» Directions for this task: The records should be written out in full, with nothing altered.

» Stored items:
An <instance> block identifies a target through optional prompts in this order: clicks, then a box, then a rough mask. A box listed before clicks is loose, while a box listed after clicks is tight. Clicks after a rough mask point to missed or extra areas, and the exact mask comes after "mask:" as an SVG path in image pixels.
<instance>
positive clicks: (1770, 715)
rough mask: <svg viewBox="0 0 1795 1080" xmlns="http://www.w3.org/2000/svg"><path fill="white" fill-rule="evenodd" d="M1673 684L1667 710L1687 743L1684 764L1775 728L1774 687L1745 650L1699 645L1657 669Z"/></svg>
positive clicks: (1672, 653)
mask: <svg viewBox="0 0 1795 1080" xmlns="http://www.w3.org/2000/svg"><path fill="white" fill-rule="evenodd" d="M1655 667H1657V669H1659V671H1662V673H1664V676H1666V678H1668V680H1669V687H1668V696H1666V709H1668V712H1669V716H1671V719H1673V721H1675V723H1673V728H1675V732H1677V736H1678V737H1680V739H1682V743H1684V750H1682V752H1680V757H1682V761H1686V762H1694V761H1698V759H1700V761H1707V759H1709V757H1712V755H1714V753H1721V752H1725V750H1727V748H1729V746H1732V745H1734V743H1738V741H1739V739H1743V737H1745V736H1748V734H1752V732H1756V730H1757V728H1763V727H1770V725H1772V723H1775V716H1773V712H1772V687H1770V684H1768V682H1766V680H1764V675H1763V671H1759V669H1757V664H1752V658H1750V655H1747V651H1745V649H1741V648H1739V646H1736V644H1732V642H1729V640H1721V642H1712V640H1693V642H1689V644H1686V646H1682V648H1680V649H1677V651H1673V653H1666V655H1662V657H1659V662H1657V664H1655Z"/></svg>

» Result of this exercise:
An <instance> block identifies a target through optional prompts in this order: clicks, then a box, then a rough mask. A box listed before clicks is loose, while a box listed after clicks is tight. Clicks after a rough mask point to missed or extra areas, and the exact mask comes after "mask:" as an SVG path in image pixels.
<instance>
positive clicks: (1770, 715)
rough mask: <svg viewBox="0 0 1795 1080" xmlns="http://www.w3.org/2000/svg"><path fill="white" fill-rule="evenodd" d="M1673 684L1667 710L1687 743L1684 764L1775 728L1774 687L1745 650L1699 645L1657 669Z"/></svg>
positive clicks: (1672, 653)
mask: <svg viewBox="0 0 1795 1080" xmlns="http://www.w3.org/2000/svg"><path fill="white" fill-rule="evenodd" d="M1655 667H1657V669H1659V671H1662V673H1664V676H1666V678H1668V680H1669V687H1668V696H1666V709H1668V712H1669V716H1671V719H1673V721H1675V723H1673V728H1675V732H1677V736H1678V737H1680V739H1682V743H1684V750H1682V752H1680V757H1682V761H1686V762H1694V761H1698V759H1700V761H1707V759H1709V757H1712V755H1714V753H1721V752H1725V750H1727V748H1729V746H1732V745H1734V743H1738V741H1739V739H1743V737H1745V736H1748V734H1752V732H1756V730H1757V728H1763V727H1770V725H1772V723H1775V716H1773V712H1772V687H1770V684H1768V682H1766V680H1764V675H1763V671H1759V669H1757V664H1752V658H1750V655H1747V651H1745V649H1741V648H1739V646H1736V644H1732V642H1729V640H1721V642H1712V640H1693V642H1689V644H1686V646H1682V648H1680V649H1677V651H1673V653H1666V655H1662V657H1659V662H1657V664H1655Z"/></svg>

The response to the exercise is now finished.